#### [What the task asks]
Copy out everything from the line containing "query (the noun phrase to segment): rocky" down to the last line of the items, and nothing else. Keep the requests as they are, but multiply every point coordinate in the outline answers by 0.5 and round each result to a whole number, with halves rounding up.

#### [Dataset extract]
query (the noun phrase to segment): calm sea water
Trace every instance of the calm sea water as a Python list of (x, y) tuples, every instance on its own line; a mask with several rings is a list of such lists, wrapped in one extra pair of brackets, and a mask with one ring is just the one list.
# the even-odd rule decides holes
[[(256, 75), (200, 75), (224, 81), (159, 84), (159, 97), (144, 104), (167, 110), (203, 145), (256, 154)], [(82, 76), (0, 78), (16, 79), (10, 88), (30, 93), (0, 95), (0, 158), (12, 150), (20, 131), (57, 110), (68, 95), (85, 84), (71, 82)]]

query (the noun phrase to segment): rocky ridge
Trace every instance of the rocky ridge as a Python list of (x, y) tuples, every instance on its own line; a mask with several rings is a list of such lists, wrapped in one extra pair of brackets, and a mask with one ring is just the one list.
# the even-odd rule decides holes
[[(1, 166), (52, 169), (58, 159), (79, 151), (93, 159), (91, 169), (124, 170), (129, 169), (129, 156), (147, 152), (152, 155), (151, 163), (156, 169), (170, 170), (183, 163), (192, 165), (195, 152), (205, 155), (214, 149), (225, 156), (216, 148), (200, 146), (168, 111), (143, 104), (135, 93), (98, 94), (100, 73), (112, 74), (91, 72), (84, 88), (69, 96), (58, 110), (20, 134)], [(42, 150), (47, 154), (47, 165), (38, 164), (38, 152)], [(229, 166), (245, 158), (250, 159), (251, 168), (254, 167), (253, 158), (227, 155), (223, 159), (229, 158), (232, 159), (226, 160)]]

#### [Answer to the problem]
query (the noun phrase to segment): rocky ridge
Trace every instance of the rocky ridge as a Python list of (x, y) tuples, every instance on its own line; a mask with several rings is a list of such lists, wrapped in one extra pair of brackets, and a mask with one ring is just the one list.
# the even-odd rule decides holes
[[(1, 83), (26, 85), (29, 80), (40, 76), (47, 80), (46, 85), (62, 85), (65, 85), (65, 78), (74, 76), (76, 78), (76, 82), (78, 85), (85, 85), (92, 82), (96, 83), (98, 76), (103, 78), (107, 75), (113, 78), (108, 74), (100, 73), (84, 56), (72, 52), (68, 47), (49, 47), (50, 37), (56, 37), (46, 36), (42, 44), (35, 48), (29, 55), (10, 67)], [(21, 75), (24, 77), (24, 83), (19, 82), (19, 76)], [(115, 83), (123, 79), (125, 80), (126, 84), (127, 84), (127, 79), (114, 78), (112, 80), (115, 79), (116, 80), (113, 80)]]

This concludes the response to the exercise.